Es un poco lo que sucede cuando andando por la calle nos damos cuenta de que un espejo refleja nuestra figura. Se trata de una visión lateral, no del todo definida, y por eso resulta inesperada y siniestramente extraña. De pronto, alguien camina a nuestro lado imitando nuestros movimientos, pero también parece llevar nuestra ropa, calzar nuestros mismos zapatos, usar nuestros anteojos y tener nuestro mismo corte de pelo. Tantas coincidencias nos hacen abandonar la visión lateral y centrarnos en este sujeto: y somos nosotros.
Pero menos raro que la heautoscopía –cuyas motivaciones psicológicas todavía nadie se detuvo a considerar seriamente– es el hecho de verse en el espejo o retratado en una pintura o en una fotografía. En esos casos, nuestra identidad parece perfectamente igual a la original, aunque invertida. Es menos raro de lo que tendemos a creer el hecho de que, al vernos retratados en una fotografía, en un primer momento nos preguntemos quién es el de la foto, aunque no nos atrevamos a formular esa pregunta en voz alta, porque algo nos dice que esa persona es conocida, se parece a alguien cercano, a alguien que conocemos bien. Para no hablar de los espejos, esas ventanas al mundo de los espíritus. La imagen que se refleja en ellos se identifica a menudo con el alma de la persona; de ahí que los vampiros, cuerpos sin alma, no se reflejen en ellos. En una época, cuando un moribundo estaba a punto de dejar este mundo, era común que se cubrieran los espejos por temor a que el alma del agonizante quedara encerrada en ellos.
Volviendo a Goethe, la imagen que el poeta vio durante aquel paseo a caballo por los alrededores de Frankfurt, ¿correspondía a la que él conocía de sí a través del espejo, o en cambio era aquella que efectivamente habría visto si se hubiese encontrado consigo mismo andando a caballo por los alrededores de Frankfurt?
Hay un único modo de verse tal como somos en realidad y como aparecemos ante el prójimo: la heautoscopía, el encuentro frente a frente con nuestro doble.
Pero a lo mejor, para experimentar algo así hace falta ser Goethe y saber andar a caballo.

○ ○ ○ ○

TAREAS
A - ¿Por qué no se reflejan los vampiros en los espejos, según el texto sobre la heautoscopía?
B - Enumere todo lo que, según el texto sobre la heautoscopía, la figura que camina a nuestro lado parece llevar, calzar, usar o tener igual que nosotros.
C - Reescriba, por favor, como lista breve el párrafo del texto sobre la heautoscopía que empieza con "Pero menos raro que la heautoscopía", conservando sus datos principales.

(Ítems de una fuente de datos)

○ ○ ○ ○

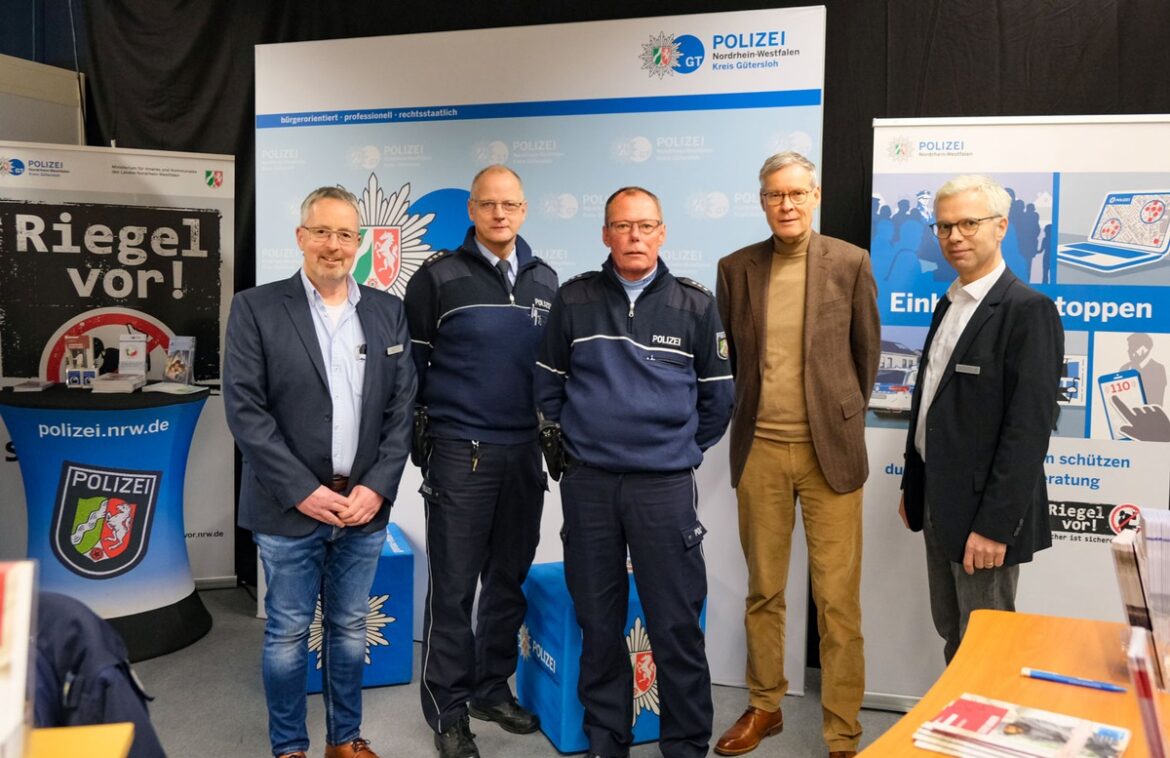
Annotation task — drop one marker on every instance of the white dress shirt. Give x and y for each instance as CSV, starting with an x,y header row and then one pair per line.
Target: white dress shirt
x,y
964,301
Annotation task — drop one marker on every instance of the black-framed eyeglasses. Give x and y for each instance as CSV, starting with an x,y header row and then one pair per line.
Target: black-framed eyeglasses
x,y
507,206
967,227
796,197
346,238
646,226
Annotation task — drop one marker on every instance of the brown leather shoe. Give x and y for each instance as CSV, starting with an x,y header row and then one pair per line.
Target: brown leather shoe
x,y
745,734
353,749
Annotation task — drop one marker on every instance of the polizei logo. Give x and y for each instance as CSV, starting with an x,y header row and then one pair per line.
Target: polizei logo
x,y
102,518
391,248
666,54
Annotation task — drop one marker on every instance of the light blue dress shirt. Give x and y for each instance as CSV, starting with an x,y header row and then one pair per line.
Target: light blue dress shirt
x,y
493,259
343,350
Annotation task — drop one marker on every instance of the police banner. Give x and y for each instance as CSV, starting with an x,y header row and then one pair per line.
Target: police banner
x,y
687,107
101,242
1089,226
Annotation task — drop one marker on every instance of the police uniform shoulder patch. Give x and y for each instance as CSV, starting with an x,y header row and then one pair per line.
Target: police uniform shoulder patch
x,y
582,277
693,283
435,256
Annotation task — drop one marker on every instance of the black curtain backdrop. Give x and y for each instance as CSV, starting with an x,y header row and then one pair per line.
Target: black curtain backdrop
x,y
178,74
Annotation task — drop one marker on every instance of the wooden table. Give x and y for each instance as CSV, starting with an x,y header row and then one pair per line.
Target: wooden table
x,y
102,741
998,643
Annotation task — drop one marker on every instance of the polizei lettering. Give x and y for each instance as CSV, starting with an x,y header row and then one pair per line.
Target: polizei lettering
x,y
748,40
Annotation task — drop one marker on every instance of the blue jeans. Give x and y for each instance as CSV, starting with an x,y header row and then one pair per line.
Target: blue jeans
x,y
338,564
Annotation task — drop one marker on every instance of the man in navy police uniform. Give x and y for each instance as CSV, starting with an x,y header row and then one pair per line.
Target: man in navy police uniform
x,y
634,367
476,317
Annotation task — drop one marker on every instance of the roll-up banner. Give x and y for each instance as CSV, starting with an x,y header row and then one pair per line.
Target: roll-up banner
x,y
101,242
1089,226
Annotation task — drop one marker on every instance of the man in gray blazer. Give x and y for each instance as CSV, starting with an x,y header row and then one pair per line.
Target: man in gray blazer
x,y
983,411
318,387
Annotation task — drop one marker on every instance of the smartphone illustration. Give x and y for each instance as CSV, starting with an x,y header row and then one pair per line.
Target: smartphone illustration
x,y
1127,387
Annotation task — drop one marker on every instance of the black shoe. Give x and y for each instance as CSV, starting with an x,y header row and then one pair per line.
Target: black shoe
x,y
510,715
458,741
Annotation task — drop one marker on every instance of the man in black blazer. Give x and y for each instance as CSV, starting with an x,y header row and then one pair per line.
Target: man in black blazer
x,y
318,387
984,407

○ ○ ○ ○

RESPUESTAS
A - Porque son cuerpos sin alma, y la imagen reflejada en los espejos se identifica a menudo con el alma de la persona.

B -
- Nuestra ropa
- Nuestros mismos zapatos
- Nuestros anteojos
- Nuestro mismo corte de pelo

C -
- Verse en un espejo, una pintura o una fotografía es menos raro que la heautoscopía, cuyas motivaciones psicológicas nadie ha considerado seriamente todavía.
- En esos casos, nuestra identidad parece igual a la original, aunque invertida.
- Al vernos en una fotografía, a menudo nos preguntamos primero quién es, porque parece alguien conocido y cercano.
- Los espejos son ventanas al mundo de los espíritus, y la imagen reflejada se identifica a menudo con el alma; por eso los vampiros, cuerpos sin alma, no se reflejan.
- En una época se cubrían los espejos ante un moribundo, por temor a que su alma quedara encerrada en ellos.